____ EXCERPTED TEXT
The Adaptive Symmetric Power Transformer (ASPT) is a theoretical twist on the Symmetric Power Transformer (SPT) idea. The original SPT, introduced by Manifest AI, made transformers more efficient by using a power function instead of the usual softmax, and later formulating them as Linear Transformers using Symmetric Power Embeddings. Our ASPT concept takes this a step further. We're exploring what happens if we let the power change based on the input, rather than keeping it fixed. This could help the model adapt better to different parts of a sequence, potentially capturing more complex patterns. In this write-up, we'll look at how this idea might work, what challenges it brings, and what it could mean for language processing tasks.

# 1. Adaptive Power Mechanism


The Adaptive Symmetric Power Transformer introduces a dynamic, input-dependent power parameter through an adaptive power network. For an input vector $x \in \mathbb{R}^{d_{model}}$, the adaptive power network $f_\theta: \mathbb{R}^{d_{model}} \to \mathbb{R}$ is defined as:

$$f_\theta(x) = \sigma(W_2 \cdot \text{ReLU}(W_1x + b_1) + b_2)$$

where $W_1 \in \mathbb{R}^{d_{model} \times d_{model}}$, $W_2 \in \mathbb{R}^{d_{model} \times 1}$, $b_1 \in \mathbb{R}^{d_{model}}$, $b_2 \in \mathbb{R}$ are learnable parameters, ReLU is the rectified linear unit function, and $\sigma$ is the sigmoid function. The final adaptive power $p(x)$ is computed as:

$$p(x) = p_{min} + (p_{max} - p_{min}) \cdot f_\theta(x)$$

This formulation ensures that $p(x) \in (p_{min}, p_{max})$, allowing the model to dynamically adjust its behavior within a predefined range. Typically, $p_{min}$ and $p_{max}$ are set to even integers, maintaining consistency with the theoretical foundations of Symmetric Power Transformers.
________
____ ENTRIES PROVIDED
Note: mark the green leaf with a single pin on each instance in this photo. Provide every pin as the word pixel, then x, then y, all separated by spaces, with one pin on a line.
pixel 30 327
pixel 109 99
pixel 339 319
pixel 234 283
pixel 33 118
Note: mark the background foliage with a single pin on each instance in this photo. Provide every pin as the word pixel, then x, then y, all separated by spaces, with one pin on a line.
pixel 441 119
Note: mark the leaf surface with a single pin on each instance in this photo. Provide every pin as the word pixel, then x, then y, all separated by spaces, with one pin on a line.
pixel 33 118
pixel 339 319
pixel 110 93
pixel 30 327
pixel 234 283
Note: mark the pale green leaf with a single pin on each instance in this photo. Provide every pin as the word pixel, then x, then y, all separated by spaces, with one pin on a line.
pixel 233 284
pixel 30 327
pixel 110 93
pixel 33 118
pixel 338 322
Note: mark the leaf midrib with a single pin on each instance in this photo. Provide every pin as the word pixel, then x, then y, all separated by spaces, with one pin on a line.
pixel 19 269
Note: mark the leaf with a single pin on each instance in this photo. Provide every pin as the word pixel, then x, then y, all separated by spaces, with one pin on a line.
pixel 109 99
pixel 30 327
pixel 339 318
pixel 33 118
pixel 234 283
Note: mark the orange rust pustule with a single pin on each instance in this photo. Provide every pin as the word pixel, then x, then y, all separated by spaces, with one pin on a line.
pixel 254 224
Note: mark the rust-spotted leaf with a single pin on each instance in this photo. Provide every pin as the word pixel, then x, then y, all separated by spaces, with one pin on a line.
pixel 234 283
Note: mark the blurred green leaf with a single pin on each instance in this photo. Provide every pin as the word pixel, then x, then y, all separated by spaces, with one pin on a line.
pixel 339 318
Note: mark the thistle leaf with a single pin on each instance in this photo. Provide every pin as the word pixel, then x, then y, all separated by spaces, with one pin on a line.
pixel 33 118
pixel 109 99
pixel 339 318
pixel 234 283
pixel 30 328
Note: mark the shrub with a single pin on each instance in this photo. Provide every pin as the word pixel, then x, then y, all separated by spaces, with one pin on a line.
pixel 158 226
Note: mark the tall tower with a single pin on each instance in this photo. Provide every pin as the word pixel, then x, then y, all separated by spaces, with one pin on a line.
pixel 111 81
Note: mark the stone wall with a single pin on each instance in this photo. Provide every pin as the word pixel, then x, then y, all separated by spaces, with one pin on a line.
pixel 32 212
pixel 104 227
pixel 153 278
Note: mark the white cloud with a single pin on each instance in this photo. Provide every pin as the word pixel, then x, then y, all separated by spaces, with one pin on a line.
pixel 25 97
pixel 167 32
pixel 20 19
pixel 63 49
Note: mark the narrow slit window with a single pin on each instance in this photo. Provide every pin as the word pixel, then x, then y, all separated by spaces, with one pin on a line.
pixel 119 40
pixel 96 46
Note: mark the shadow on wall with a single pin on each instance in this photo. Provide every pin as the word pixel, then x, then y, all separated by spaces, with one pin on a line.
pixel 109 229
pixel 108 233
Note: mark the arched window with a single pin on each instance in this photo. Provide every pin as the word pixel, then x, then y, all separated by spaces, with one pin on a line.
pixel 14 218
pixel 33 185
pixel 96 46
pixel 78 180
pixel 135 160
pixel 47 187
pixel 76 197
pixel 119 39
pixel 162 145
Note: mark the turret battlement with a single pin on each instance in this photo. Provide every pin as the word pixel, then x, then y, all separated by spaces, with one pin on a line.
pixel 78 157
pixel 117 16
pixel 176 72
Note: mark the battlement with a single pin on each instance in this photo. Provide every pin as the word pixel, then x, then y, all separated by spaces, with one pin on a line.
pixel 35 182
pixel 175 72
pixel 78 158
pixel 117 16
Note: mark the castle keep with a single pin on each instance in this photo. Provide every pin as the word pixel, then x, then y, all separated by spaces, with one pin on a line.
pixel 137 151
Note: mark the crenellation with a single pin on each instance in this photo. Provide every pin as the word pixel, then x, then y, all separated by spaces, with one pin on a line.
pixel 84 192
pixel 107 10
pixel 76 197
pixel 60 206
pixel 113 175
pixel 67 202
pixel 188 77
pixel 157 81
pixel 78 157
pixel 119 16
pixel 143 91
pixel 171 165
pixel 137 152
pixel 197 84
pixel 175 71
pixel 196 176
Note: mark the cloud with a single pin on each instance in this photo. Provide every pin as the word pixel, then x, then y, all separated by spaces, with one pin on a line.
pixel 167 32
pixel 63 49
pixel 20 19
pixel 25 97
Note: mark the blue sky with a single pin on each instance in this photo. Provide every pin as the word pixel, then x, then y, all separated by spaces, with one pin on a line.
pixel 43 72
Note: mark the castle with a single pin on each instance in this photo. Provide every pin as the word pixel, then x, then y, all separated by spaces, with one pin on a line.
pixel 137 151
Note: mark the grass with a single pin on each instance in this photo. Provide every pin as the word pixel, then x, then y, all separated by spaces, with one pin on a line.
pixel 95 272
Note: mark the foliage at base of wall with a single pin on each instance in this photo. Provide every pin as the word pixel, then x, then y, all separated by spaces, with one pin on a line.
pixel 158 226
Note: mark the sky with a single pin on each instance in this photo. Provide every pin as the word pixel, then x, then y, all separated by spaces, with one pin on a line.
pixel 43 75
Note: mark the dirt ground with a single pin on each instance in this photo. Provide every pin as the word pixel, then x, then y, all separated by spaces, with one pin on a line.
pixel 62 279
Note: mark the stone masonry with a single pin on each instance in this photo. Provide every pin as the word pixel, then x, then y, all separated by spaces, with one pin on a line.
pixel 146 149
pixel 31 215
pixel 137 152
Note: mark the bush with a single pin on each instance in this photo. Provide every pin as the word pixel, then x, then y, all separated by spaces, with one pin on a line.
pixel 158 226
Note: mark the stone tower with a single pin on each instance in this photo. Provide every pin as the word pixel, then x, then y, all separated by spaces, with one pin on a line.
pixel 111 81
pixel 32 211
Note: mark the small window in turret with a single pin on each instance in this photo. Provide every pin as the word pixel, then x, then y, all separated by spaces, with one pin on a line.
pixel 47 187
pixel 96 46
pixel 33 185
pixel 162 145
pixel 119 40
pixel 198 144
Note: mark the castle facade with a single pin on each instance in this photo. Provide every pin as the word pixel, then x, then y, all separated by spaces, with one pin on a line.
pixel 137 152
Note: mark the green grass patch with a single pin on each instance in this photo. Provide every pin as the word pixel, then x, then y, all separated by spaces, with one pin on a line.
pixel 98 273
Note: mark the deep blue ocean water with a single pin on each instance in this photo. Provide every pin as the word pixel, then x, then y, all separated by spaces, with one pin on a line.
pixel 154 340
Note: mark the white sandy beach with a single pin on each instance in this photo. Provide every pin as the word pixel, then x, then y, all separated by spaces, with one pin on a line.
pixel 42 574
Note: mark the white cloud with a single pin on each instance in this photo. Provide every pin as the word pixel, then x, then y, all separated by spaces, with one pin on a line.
________
# GIVEN TASK 1:
Name the learnable parameters listed in the write-up on the Adaptive Symmetric Power Transformer.
# GIVEN TASK 2:
Give the lines of the listing as a numbered list, starting at the line that contains "Note: mark the leaf surface" and ending at the line that contains "pixel 338 322".

# WRITTEN REPLY 1:
W_1, W_2, b_1, b_2

# WRITTEN REPLY 2:
1. Note: mark the leaf surface with a single pin on each instance in this photo. Provide every pin as the word pixel, then x, then y, all separated by spaces, with one pin on a line.
2. pixel 33 118
3. pixel 339 319
4. pixel 110 93
5. pixel 30 327
6. pixel 234 283
7. Note: mark the pale green leaf with a single pin on each instance in this photo. Provide every pin as the word pixel, then x, then y, all separated by spaces, with one pin on a line.
8. pixel 233 284
9. pixel 30 327
10. pixel 110 93
11. pixel 33 118
12. pixel 338 322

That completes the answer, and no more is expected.